-- VORLIEGENDER TEXT --

____________

Kolumne: Nostalgisch „Heißes Gerät“ oder Alterslosigkeit im Faltenrock?

Früher war alles besser. Oder doch nicht? Beim Rückblick auf die 70er, 80er und 90er werden SZ-Redakteure „nostalgisch“. Heute geht‘s darum, wie wenig aufregend Schule damals sein konnte.

Kolumne: Nostalgisch: „Heißes Gerät“ oder Alterslosigkeit im Faltenrock?
Foto: SZ/Robby Lorenz

Ab und an überrascht einen der Nachwuchs in den Aufladepausen seiner diversen mobilen Endgeräte noch mit etwas, was man im weitestem Sinne Kommunikation nennen könnte. Vor ein paar Wochen etwa damit: Seine Lehrerin sei ein „heißes Gerät“. Als zeitgemäß gegenderter Erziehungsberechtigter habe ich den Nachwuchs natürlich darauf hingewiesen, dass man, erstens, so nicht über Pädagoginnen zu sprechen habe. Und, zweitens, habe ich mir den nächsten Elternsprechtag vorgemerkt.

Wobei mir sofort durch den Kopf schoss, dass man zu meiner Schulzeit für den Lehrkörper, ganz gleich ob nun aus männlichem oder weiblichem Blickwinkel begutachtet, selten mal das Prädikat „heißes Gerät“ hätte vergeben wollen. Genau genommen nie. Studien- und zumal Oberstudienrätinnen und -räte schienen damals mit Eintritt ins Lehramt auf ewig gefühlte 50 zu bleiben. Egal, ob man selbst Sextaner war oder irgendwann mit reichlich Glück Primaner. Unsere Französisch-Lehrerin etwa war die personifizierte Alterslosigkeit im Faltenrock. Französisch sei die Sprache Voltaires, bekundete sie gern. Das war uns natürlich ein unglaublich motivierender Lernanreiz. Aber welche Überraschung dann für uns, dass auch Sophie Marceau Französisch sprach. Ein rechtzeitiger Hinweis darauf hätte unseren Lernkurven wohl andere Gipfel bescheren können.

Der Erdkundelehrer hingegen trug sommers wie winters Sandalen und eine ausgebeulte Hose, deren über die Jahre stetig anwachsende Lehmflecken den Fortgang seiner privaten Ausgrabungsarbeiten dokumentierten. Und den Latein-Professor, ein Doktor gar, umwehte hartnäckig der Geruch von Hektographie-Tinte. Diesem Vervielfältigungsverfahren hielt er unverbrüchlich die Treue, obwohl auch in unserem Arbeiter- und Bauerngymnasium längst moderne Kopierer vorhanden waren. Wahrscheinlich wollte er aber die griechischen Wortwurzeln des Hektographierens hegen und pflegen, indem er seine Blätter mit der stinkenden bläulichen Tinte austeilte.

____________

-- EINTRÄGE --

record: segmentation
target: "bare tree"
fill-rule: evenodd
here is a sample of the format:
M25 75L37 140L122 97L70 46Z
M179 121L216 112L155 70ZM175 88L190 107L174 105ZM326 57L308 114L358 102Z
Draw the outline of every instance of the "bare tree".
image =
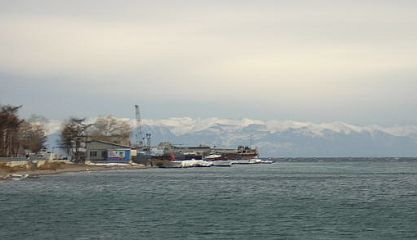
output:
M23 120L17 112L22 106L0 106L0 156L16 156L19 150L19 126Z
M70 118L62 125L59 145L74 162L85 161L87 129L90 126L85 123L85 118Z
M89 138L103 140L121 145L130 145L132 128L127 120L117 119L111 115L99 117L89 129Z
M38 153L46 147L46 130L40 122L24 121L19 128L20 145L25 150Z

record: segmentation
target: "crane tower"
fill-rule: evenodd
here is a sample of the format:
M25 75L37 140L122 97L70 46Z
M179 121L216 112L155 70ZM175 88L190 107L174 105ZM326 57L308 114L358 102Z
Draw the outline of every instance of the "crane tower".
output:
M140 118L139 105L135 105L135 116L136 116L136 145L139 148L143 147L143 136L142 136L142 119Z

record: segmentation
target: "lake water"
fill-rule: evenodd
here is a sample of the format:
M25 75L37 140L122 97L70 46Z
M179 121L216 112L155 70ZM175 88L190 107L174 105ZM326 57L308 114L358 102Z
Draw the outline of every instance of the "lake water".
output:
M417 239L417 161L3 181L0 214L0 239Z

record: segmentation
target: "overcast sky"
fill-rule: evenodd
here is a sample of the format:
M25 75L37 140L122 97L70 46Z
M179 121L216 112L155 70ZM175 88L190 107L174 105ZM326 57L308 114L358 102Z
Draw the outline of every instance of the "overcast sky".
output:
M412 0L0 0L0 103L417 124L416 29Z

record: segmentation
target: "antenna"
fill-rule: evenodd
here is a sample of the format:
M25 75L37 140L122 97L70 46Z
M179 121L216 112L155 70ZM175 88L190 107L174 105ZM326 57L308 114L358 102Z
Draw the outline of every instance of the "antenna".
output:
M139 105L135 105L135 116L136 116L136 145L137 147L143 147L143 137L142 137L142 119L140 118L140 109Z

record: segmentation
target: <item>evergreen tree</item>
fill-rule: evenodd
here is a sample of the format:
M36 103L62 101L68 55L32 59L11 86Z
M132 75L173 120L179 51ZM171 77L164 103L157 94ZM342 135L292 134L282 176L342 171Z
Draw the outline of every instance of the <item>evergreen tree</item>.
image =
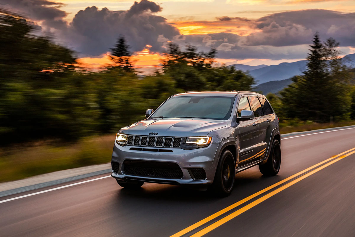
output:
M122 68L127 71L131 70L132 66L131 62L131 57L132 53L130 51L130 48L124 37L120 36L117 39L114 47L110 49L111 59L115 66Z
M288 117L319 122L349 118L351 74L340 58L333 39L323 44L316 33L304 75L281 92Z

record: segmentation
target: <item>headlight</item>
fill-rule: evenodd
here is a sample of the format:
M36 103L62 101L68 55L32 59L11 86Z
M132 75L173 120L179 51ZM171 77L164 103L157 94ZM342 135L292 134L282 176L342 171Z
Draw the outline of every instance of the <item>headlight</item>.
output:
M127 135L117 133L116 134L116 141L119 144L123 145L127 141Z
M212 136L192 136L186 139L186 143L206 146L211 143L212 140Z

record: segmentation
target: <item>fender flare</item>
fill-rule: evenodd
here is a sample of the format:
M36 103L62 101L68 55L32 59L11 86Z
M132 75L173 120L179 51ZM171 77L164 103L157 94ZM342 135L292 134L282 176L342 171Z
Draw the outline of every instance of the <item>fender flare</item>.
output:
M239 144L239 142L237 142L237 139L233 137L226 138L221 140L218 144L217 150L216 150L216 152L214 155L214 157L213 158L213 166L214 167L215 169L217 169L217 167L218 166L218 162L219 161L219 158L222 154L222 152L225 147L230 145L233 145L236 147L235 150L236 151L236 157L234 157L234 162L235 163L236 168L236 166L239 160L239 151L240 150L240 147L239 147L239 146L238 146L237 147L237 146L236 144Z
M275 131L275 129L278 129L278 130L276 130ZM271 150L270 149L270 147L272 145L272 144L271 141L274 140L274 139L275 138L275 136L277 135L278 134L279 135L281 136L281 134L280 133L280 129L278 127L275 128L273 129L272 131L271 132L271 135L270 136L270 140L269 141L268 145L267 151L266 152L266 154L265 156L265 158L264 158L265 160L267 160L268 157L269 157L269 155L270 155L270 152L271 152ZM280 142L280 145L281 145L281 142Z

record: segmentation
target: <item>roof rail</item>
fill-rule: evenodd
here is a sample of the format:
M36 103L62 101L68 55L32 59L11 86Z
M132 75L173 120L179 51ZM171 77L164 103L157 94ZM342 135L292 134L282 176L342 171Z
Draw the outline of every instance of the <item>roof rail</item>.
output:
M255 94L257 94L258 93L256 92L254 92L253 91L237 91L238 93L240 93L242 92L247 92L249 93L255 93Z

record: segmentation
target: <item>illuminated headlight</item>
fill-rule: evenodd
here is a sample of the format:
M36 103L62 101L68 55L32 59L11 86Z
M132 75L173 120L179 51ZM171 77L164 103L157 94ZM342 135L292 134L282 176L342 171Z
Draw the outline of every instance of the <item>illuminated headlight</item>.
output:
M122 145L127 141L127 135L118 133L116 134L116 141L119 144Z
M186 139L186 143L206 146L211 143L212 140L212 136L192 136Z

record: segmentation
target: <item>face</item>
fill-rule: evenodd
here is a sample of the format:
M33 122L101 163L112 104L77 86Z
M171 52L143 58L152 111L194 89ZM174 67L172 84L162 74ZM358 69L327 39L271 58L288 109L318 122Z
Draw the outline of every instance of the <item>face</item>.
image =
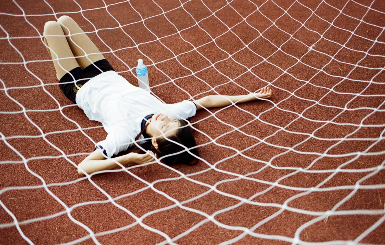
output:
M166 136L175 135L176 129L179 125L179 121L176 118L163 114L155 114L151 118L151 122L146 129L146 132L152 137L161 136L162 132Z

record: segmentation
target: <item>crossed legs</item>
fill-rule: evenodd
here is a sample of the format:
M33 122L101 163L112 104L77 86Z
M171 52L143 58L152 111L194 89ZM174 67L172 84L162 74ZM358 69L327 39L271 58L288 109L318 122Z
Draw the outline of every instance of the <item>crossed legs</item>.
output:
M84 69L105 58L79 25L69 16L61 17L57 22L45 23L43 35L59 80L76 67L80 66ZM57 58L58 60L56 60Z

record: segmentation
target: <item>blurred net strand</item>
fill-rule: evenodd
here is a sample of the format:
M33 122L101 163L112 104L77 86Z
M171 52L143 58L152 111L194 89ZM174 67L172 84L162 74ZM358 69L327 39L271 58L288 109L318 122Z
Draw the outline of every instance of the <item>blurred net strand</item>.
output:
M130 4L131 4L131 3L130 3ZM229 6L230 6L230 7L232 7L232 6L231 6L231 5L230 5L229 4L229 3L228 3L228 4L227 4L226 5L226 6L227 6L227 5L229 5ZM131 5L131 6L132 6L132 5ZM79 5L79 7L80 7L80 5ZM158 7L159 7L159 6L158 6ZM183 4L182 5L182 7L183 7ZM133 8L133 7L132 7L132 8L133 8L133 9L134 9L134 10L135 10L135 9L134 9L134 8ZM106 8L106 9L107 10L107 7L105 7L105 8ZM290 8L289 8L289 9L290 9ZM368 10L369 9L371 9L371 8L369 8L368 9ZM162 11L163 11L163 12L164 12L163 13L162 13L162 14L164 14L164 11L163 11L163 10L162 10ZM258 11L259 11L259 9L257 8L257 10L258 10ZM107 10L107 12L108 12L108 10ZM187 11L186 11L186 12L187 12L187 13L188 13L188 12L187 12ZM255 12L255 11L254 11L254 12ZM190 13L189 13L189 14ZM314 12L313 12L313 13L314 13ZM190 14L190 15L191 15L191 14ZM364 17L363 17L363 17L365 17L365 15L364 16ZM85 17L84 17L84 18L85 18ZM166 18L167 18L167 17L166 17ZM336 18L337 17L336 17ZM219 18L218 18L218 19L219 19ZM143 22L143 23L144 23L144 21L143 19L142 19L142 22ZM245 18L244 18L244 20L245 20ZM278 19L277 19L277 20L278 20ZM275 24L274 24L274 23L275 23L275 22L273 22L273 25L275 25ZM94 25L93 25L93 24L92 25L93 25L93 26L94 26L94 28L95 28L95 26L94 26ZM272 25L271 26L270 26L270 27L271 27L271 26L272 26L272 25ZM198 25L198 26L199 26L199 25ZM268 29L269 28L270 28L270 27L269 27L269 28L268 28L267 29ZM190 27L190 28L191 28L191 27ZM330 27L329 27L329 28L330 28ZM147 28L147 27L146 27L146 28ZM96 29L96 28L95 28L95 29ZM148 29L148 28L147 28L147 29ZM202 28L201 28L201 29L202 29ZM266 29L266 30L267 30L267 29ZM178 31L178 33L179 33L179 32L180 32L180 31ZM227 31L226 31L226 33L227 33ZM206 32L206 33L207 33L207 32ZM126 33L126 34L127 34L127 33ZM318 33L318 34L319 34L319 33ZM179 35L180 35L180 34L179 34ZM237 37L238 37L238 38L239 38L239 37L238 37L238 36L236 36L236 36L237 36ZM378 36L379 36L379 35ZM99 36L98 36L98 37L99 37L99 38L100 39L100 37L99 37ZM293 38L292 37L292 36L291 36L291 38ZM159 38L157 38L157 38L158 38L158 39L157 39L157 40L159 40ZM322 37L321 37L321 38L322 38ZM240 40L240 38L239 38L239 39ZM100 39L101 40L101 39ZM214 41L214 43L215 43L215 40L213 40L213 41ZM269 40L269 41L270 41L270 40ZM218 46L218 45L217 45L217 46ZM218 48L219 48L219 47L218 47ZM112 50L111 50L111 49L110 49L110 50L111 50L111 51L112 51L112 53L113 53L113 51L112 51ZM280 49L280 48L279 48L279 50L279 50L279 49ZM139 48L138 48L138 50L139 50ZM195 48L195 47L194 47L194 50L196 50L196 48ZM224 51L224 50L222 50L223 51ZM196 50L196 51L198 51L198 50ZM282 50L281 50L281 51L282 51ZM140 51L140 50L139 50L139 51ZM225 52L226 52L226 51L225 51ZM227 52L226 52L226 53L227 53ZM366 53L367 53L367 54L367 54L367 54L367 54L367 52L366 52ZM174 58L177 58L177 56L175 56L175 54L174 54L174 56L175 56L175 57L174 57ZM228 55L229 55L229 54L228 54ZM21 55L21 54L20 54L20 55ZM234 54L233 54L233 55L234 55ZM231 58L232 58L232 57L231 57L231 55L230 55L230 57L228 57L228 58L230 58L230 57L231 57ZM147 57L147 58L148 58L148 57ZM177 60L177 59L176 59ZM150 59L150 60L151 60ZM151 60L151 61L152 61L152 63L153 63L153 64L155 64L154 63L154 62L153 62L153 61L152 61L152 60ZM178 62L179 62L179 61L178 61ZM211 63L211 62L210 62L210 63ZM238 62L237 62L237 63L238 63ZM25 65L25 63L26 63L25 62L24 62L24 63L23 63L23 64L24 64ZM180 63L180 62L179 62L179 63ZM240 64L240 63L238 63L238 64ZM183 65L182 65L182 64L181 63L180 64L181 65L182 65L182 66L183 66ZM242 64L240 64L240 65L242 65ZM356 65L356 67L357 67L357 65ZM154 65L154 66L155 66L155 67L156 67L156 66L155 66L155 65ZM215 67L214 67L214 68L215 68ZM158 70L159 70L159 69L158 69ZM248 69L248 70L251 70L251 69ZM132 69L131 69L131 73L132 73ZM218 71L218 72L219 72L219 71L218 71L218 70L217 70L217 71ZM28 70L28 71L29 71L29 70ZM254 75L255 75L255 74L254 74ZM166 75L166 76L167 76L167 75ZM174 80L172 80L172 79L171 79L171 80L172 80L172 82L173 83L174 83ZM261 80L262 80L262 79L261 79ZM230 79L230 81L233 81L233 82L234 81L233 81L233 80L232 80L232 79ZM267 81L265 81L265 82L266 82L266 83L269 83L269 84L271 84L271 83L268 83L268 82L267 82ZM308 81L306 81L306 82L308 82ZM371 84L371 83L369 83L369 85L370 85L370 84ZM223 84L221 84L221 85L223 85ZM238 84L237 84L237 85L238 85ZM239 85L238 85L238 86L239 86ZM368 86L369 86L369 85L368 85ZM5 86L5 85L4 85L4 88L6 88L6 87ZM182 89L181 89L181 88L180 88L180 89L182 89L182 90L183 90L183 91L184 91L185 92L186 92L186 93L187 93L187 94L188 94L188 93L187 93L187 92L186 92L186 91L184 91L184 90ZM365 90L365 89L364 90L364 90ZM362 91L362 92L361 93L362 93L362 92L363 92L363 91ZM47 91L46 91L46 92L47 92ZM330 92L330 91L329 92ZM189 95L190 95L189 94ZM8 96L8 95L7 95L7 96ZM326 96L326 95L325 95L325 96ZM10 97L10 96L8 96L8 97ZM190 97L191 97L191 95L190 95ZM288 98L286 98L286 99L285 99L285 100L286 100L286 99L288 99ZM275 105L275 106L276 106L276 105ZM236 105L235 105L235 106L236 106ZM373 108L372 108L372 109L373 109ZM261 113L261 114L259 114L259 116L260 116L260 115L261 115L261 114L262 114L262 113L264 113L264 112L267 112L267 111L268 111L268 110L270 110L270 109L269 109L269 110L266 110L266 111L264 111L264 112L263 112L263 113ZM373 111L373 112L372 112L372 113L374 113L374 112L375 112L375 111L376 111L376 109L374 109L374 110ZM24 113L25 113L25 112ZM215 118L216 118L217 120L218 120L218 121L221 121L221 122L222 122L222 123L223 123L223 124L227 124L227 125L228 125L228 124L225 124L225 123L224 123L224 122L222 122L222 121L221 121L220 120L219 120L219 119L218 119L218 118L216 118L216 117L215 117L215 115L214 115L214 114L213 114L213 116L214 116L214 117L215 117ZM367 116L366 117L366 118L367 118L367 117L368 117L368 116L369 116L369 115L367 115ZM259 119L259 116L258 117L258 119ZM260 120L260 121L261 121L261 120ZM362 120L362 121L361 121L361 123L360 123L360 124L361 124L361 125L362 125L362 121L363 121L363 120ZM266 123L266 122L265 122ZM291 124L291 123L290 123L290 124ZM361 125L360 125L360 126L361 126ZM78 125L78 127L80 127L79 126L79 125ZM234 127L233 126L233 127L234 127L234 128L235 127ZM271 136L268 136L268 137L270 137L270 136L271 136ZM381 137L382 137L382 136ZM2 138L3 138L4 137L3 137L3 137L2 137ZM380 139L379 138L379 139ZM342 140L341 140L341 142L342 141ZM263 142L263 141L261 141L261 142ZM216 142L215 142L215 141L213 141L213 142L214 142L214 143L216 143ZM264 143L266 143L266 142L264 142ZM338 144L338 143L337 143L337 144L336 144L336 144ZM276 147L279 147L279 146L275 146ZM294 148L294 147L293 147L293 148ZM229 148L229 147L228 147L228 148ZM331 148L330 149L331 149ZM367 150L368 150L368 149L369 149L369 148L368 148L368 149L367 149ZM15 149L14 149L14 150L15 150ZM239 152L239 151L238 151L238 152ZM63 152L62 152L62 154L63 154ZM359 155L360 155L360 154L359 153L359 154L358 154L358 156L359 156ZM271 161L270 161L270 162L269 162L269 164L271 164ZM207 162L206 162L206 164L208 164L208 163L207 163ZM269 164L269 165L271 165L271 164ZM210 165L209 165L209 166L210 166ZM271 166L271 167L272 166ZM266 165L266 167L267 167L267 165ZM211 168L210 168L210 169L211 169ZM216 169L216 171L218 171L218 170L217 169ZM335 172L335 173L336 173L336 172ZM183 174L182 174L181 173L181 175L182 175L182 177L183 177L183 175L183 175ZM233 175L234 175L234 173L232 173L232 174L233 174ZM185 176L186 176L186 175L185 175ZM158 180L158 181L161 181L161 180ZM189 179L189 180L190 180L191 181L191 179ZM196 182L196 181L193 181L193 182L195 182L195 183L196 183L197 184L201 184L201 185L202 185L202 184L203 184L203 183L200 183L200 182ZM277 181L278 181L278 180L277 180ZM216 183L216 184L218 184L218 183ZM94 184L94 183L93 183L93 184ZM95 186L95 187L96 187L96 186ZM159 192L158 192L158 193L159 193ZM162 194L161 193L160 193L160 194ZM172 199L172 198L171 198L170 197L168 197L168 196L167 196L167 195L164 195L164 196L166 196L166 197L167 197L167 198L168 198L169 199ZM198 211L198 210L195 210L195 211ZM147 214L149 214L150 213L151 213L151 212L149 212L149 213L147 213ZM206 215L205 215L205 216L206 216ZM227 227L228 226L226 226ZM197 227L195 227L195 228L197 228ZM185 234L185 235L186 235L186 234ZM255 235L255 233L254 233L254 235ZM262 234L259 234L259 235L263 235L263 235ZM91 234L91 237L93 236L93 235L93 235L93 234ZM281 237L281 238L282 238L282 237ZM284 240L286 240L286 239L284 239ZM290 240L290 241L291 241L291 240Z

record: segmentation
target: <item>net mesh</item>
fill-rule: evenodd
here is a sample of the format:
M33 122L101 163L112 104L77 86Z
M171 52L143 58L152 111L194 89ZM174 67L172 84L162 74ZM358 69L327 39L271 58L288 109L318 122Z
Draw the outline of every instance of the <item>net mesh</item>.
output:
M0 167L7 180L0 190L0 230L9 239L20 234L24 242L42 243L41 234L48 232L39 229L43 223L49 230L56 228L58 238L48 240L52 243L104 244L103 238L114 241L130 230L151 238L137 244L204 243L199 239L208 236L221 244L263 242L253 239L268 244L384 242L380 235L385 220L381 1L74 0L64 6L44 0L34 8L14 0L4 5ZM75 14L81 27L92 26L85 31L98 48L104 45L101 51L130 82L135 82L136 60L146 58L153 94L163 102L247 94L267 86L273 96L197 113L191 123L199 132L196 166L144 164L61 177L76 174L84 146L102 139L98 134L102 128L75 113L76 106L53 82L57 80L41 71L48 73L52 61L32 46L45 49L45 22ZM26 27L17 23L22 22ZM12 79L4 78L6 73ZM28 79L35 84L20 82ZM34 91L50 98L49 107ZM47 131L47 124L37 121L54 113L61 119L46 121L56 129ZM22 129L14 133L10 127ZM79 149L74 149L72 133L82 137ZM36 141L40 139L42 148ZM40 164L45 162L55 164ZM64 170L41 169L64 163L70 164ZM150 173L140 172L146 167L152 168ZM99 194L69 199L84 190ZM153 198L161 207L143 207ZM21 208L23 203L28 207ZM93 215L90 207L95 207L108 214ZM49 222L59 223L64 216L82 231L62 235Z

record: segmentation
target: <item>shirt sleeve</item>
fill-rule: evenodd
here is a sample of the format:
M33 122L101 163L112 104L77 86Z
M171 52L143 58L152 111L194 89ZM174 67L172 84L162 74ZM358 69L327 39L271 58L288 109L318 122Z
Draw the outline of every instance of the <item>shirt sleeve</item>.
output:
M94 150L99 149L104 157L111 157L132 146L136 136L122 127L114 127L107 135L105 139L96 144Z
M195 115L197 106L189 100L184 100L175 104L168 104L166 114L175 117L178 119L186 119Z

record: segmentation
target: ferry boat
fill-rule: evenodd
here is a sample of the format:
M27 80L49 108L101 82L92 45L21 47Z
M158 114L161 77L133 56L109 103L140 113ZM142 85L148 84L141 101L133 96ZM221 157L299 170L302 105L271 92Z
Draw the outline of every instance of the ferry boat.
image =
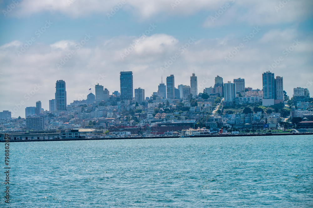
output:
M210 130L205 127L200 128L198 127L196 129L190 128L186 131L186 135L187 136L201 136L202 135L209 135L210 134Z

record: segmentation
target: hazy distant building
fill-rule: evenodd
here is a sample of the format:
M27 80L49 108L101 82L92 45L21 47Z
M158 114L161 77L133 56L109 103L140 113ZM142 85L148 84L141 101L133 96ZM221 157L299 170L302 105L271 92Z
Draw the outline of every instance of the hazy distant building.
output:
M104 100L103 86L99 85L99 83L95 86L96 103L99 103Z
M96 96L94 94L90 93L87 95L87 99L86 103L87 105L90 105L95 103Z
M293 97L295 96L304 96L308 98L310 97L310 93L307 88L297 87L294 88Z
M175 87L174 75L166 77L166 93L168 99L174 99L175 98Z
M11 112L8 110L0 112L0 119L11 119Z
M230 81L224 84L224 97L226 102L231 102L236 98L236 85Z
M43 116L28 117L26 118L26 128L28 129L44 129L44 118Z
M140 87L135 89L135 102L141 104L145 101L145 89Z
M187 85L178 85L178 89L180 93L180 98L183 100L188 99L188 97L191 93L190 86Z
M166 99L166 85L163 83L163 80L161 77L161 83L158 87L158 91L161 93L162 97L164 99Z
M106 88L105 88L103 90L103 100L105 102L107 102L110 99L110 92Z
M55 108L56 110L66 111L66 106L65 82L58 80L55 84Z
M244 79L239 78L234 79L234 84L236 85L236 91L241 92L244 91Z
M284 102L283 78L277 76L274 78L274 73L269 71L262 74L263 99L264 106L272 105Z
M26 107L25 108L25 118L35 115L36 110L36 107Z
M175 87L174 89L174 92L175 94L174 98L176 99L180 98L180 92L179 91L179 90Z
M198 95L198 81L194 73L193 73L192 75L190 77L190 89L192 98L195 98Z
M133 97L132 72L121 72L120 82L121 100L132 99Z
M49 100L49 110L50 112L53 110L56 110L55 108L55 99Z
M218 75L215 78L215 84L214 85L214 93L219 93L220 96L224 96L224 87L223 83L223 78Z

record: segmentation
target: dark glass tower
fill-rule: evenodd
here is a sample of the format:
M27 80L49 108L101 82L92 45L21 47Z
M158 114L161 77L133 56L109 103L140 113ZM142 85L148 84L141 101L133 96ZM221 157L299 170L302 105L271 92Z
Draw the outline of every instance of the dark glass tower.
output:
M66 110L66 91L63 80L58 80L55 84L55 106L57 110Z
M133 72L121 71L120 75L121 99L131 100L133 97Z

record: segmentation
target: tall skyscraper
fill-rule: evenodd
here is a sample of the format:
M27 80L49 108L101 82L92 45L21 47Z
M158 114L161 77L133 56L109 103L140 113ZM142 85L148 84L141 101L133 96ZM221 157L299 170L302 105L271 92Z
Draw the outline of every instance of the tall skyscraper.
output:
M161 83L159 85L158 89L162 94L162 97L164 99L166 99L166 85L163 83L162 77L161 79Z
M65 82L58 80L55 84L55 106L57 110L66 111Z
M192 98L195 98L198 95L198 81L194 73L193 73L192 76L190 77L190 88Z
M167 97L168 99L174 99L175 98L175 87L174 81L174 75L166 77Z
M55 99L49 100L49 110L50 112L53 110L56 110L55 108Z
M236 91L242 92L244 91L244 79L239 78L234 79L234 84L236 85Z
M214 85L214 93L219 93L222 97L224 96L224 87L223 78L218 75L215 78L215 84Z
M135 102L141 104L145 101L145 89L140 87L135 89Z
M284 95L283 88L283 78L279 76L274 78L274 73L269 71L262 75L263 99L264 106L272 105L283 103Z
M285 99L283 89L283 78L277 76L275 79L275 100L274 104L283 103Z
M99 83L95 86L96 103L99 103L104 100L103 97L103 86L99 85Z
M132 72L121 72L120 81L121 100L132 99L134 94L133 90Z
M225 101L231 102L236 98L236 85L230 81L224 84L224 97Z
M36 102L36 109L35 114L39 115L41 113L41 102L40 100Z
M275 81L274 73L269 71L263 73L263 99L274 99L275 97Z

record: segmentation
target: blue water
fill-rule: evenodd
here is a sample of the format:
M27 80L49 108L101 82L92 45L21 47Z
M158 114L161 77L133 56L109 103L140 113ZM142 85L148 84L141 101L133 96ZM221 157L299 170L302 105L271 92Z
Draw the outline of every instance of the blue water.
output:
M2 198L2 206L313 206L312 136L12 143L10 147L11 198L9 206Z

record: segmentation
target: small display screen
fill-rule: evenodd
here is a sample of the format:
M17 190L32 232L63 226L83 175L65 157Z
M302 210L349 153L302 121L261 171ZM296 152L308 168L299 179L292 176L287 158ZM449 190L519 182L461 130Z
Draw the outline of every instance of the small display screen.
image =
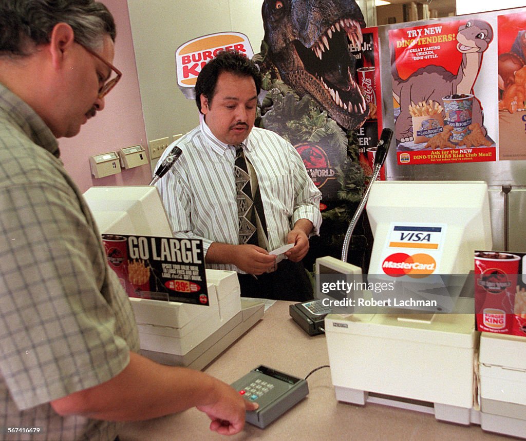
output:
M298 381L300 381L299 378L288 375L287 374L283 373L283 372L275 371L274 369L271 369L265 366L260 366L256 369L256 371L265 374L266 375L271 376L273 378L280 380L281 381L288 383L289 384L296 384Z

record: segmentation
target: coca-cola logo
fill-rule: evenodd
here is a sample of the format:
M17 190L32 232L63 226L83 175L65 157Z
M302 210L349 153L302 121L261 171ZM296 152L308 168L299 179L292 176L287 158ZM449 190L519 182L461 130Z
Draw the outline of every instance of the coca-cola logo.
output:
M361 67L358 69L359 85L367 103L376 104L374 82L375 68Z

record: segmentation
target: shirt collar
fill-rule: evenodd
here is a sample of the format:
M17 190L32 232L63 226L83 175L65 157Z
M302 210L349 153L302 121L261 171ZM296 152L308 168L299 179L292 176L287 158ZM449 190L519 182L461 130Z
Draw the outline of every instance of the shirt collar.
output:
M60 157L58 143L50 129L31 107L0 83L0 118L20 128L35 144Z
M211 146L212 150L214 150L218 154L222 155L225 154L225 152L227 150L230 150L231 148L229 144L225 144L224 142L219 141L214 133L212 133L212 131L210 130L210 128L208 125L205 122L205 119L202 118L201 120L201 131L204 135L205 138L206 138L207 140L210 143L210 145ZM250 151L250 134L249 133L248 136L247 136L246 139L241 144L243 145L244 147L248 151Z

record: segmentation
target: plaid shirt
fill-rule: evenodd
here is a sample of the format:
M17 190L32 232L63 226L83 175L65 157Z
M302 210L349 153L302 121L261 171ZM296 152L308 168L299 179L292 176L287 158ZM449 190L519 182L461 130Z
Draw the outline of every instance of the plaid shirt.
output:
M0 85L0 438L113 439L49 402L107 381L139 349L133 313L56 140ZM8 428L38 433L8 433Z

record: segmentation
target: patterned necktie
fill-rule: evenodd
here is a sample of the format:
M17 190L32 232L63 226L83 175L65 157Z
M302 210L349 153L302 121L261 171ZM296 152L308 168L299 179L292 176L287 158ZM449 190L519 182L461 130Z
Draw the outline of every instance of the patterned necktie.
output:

____________

-- AUFGABEN --
a. Was trug der Erdkundelehrer laut der Kolumne sommers wie winters?
b. Schreiben Sie aus der Kolumne den Abschnitt ab, der bei den Worten „Ab und an überrascht“ beginnt, und hören Sie nach „nächsten Elternsprechtag vorgemerkt.“ auf.

-- LÖSUNGEN --
a. Sandalen und eine ausgebeulte Hose.

b.
Ab und an überrascht einen der Nachwuchs in den Aufladepausen seiner diversen mobilen Endgeräte noch mit etwas, was man im weitestem Sinne Kommunikation nennen könnte. Vor ein paar Wochen etwa damit: Seine Lehrerin sei ein „heißes Gerät“. Als zeitgemäß gegenderter Erziehungsberechtigter habe ich den Nachwuchs natürlich darauf hingewiesen, dass man, erstens, so nicht über Pädagoginnen zu sprechen habe. Und, zweitens, habe ich mir den nächsten Elternsprechtag vorgemerkt.